- Task directions
Set down the records that follow exactly, every line of them.

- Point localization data
....

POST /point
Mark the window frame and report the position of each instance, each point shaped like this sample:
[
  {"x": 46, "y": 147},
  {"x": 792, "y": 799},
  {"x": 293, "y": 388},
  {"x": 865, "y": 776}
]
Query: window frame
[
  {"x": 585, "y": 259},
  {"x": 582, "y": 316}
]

....

- Solution
POST /point
Mark the window frame and report the position of each instance, each point shaped like this sample:
[
  {"x": 46, "y": 147},
  {"x": 792, "y": 799},
  {"x": 293, "y": 388},
  {"x": 865, "y": 776}
]
Query: window frame
[
  {"x": 585, "y": 259},
  {"x": 582, "y": 316}
]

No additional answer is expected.